Ogni volta che leggo le dichiarazioni di qualche attivista (qualunque sia la causa in gioco) mi viene automatico pensare “sì, ma…”
Non riesco ad appassionarmi, salta fuori il mio spirito di contraddizione anche se so che in fondo la causa è giusta. È il metodo che, almeno con me, non funziona.
Se Greta Thunberg parla dell’emergenza climatica, le posso anche dare ragione ma dopo due minuti sto già pensando ad altro e magari sto facendo proprio qualcosa che a Greta farebbe arrabbiare.
Se Margaret Atwood dice in un’intervista che la nostra società è nata male perché i cardini della Rivoluzione francese erano libertà, uguaglianza e fratellanza, e quindi mancava la sorellanza, mi viene giusto da alzare un sopracciglio.
I libri che mi hanno reso una persona migliore
Eppure, ed ecco che arriviamo al tema del post, se leggo Il racconto dell’ancella, sempre di Margaret Atwood, le battaglie femministe acquisiscono per me un senso compiuto, comprensibile.
E questo perché una storia, una grande storia, ti obbliga a spostare il tuo punto di vista. In questo caso non sei più il maschio etero privilegiato che viene chiamato sul banco degli imputati, ma sei l’ancella Difred, l’ancella senza diritti che appartiene a Fred. Cambiare prospettiva, e in maniera immersiva, ci permette di rilucidare il nostro sguardo, di scrollarci di dosso i pregiudizi.
In breve, leggere storie ci rende più empatici.
È paradossale che la fiction (ovvero qualcosa di inventato) abbia così tanta presa su di noi da raccontarci la realtà in maniera più efficace di qualsiasi dato statistico. Ma è una cosa che a me è successa un sacco di volte. Ed è forse per questo che spesso si dice che leggere ci migliora come esseri umani.
Mi è successo ad esempio con Radici, il bellissimo romanzo di Alex Haley. Parlare di razzismo a volte sembra un puro esercizio retorico ma immergersi nella storia di Kunta Kinte e della sua progenie ci fa capire molto meglio che cosa significa essere neri e soprattutto che cosa significava essere neri durante lo schiavismo.

__Insieme di dati__.

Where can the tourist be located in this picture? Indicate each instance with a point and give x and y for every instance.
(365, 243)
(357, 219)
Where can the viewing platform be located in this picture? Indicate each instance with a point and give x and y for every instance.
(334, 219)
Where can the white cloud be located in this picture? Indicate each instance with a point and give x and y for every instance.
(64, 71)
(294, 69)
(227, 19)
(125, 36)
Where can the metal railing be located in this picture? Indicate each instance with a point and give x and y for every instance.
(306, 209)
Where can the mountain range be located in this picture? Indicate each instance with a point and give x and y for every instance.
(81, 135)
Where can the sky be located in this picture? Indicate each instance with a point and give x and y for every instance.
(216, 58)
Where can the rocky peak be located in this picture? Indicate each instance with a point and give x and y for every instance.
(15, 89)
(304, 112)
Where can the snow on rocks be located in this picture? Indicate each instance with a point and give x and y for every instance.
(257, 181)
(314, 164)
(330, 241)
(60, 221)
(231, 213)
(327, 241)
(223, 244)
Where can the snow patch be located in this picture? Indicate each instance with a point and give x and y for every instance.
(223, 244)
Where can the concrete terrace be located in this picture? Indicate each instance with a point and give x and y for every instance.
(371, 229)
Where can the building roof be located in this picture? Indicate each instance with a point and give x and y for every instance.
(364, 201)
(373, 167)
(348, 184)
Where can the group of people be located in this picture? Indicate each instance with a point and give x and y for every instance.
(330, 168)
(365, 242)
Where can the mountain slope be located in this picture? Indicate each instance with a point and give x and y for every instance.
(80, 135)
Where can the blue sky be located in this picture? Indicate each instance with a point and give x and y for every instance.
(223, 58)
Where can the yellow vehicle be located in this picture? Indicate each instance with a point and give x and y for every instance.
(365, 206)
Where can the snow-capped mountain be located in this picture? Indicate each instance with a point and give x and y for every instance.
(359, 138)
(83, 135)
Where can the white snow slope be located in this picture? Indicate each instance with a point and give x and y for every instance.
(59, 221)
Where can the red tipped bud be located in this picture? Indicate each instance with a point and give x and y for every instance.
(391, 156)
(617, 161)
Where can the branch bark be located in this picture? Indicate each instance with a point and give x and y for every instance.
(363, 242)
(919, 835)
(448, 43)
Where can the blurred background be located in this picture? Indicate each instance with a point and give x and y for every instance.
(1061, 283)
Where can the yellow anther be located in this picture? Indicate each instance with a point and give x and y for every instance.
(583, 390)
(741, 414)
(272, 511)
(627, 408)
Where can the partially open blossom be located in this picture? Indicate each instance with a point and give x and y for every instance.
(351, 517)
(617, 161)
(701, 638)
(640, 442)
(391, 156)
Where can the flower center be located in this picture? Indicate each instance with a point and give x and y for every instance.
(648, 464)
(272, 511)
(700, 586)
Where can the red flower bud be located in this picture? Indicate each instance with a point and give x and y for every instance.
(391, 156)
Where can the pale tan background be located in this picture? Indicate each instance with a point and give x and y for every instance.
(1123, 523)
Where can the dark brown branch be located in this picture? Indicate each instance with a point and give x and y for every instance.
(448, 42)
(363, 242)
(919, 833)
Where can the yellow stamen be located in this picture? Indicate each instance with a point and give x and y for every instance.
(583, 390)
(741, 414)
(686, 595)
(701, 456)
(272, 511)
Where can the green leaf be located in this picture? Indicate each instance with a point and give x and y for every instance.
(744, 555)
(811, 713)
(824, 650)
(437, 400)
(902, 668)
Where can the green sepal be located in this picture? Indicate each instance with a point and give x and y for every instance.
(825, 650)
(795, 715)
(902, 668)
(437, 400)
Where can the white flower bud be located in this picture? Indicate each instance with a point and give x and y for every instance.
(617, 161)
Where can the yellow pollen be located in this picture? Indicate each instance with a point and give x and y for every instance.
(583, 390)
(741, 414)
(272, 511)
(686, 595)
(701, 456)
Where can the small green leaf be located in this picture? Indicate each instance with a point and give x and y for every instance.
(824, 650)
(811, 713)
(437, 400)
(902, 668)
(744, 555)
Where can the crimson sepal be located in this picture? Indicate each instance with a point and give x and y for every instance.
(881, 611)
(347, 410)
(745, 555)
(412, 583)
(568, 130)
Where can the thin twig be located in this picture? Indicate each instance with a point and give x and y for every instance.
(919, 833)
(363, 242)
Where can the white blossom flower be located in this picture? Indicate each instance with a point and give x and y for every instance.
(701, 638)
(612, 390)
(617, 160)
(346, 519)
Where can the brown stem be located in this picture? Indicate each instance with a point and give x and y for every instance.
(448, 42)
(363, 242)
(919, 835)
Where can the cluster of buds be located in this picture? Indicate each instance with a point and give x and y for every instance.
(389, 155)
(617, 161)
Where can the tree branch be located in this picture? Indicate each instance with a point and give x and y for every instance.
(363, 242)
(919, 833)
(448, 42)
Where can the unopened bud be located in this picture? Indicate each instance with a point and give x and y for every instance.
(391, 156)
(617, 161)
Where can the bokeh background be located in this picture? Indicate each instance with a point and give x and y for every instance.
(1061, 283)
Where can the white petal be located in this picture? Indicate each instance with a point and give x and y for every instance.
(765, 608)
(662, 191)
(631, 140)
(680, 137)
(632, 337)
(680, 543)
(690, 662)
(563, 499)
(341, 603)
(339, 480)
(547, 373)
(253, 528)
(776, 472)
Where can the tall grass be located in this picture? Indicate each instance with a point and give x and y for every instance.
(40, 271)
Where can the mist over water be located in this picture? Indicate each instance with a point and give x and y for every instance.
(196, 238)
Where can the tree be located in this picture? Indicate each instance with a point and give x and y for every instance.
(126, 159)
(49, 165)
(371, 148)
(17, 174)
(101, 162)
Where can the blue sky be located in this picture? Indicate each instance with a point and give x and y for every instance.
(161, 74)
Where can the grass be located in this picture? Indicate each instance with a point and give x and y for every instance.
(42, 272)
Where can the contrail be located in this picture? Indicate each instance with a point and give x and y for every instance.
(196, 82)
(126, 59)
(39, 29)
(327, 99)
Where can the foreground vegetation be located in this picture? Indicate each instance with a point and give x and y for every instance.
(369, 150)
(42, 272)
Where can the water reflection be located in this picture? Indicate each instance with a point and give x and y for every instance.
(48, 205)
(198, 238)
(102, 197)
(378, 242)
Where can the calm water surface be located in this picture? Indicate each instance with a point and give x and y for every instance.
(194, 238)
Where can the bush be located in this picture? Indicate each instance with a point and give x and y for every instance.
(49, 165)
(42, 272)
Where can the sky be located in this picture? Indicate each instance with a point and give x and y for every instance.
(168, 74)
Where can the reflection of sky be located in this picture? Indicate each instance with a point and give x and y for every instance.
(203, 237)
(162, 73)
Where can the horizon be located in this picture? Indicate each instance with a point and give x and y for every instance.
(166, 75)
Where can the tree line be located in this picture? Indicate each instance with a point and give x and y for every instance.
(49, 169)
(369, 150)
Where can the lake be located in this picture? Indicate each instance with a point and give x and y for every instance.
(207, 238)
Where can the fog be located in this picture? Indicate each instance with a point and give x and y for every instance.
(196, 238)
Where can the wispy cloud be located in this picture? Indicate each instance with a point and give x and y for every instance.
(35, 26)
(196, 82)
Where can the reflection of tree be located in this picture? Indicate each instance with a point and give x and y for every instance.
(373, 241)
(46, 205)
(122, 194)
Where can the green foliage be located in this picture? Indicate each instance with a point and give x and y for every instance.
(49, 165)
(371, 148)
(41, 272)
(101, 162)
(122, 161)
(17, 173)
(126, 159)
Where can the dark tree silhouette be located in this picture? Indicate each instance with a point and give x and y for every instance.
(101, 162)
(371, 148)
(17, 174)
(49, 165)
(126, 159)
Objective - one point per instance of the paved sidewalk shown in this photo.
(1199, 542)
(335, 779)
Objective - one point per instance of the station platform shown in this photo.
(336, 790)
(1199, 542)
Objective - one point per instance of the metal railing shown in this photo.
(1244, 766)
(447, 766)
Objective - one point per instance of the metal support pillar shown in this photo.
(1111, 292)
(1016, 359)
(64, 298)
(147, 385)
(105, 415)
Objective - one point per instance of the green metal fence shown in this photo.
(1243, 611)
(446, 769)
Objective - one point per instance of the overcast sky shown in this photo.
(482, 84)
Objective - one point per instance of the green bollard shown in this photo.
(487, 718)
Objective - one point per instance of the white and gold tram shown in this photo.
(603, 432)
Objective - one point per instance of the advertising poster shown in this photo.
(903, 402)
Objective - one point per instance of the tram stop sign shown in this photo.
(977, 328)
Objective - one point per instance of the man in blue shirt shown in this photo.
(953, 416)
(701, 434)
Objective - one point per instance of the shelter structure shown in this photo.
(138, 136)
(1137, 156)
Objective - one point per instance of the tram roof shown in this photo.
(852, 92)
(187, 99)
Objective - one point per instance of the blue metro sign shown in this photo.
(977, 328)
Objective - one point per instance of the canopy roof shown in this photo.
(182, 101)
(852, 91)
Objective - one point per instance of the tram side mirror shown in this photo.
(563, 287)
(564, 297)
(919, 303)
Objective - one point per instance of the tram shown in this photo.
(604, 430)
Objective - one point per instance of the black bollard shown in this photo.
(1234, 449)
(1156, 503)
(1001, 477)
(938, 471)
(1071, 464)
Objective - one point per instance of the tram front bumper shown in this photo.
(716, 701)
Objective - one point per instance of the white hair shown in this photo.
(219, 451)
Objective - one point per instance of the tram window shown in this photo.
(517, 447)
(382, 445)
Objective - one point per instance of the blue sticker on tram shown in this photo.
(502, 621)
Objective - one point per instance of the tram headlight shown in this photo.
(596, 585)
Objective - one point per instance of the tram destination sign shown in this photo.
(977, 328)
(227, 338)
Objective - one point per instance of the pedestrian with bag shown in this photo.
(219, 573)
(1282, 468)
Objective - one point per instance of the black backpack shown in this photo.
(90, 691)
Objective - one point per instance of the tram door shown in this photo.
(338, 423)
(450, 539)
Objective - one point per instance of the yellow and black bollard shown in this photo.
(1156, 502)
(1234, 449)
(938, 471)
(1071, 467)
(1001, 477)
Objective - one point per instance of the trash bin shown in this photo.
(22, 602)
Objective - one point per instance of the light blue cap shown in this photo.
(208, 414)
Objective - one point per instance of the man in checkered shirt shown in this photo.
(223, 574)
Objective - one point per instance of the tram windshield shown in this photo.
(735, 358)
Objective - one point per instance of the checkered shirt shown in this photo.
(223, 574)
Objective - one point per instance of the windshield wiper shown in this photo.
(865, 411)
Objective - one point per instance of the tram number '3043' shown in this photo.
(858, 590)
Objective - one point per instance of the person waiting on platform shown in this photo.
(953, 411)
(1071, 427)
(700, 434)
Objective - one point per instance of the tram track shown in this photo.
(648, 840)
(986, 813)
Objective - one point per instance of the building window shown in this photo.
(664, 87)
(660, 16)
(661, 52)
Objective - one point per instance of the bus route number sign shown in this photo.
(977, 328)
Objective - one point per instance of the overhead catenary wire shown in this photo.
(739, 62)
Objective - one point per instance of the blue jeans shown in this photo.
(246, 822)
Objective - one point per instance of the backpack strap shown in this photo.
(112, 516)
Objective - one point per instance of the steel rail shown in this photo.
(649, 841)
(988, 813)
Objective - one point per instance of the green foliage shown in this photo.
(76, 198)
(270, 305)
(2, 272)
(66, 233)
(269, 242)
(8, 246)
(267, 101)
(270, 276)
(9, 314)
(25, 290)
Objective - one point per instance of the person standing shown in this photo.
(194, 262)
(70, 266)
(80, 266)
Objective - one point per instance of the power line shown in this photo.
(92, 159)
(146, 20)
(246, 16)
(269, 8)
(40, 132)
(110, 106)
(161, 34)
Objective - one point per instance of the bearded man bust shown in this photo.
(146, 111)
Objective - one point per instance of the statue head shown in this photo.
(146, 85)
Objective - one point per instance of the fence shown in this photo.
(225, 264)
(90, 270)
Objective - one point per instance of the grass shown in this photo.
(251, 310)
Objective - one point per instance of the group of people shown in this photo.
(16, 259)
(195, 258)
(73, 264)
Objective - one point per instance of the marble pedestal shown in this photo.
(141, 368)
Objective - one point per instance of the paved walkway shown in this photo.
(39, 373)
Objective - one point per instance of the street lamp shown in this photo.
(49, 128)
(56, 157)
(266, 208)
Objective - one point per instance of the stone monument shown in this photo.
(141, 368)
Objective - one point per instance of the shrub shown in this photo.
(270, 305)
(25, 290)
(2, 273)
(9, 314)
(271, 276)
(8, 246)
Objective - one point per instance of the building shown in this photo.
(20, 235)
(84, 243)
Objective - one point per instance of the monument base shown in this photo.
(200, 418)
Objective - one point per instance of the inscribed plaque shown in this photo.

__Usando le informazioni__.
• a. Nel brano sulla lettura e l'empatia, quale libro di Margaret Atwood dà un senso compiuto alle battaglie femministe?
• b. Per favore, scrivi la parte successiva del brano sulla lettura e l'empatia, partendo subito dopo la sua ultima frase.

__Risposte in ordine__.
• a. Il racconto dell'ancella.

• b.
Mi è successo con Maus, la graphic novel di Art Spiegelman. Mettersi nei panni degli ebrei perseguitati dai nazisti, attraverso la storia della famiglia dell’autore, mi ha tolto il sonno per un po’ di notti. Ma allo stesso tempo, aver letto questa storia durante la pandemia mi ha fatto riconsiderare un po’ le priorità e fatto capire che, nonostante le difficoltà degli ultimi anni, oggi in questa parte di mondo rimaniamo dei privilegiati (almeno finché non scoppierà la Terza guerra mondiale).
E più recentemente mi è successo con La lingua perduta delle gru, il romanzo di David Leavitt, che ho avuto la fortuna di conoscere qui a Torino. Qui si parla di omosessualità nella New York degli anni Ottanta, delle difficoltà che incontra un ragazzo gay quando si dichiara alla propria famiglia, anche se si tratta di una famiglia liberal e moderna. E ci fa capire meglio di qualunque comizio politico perché è importante aprire il proprio sguardo e non pensare che un problema che non ci riguarda direttamente non sia un problema per altre persone.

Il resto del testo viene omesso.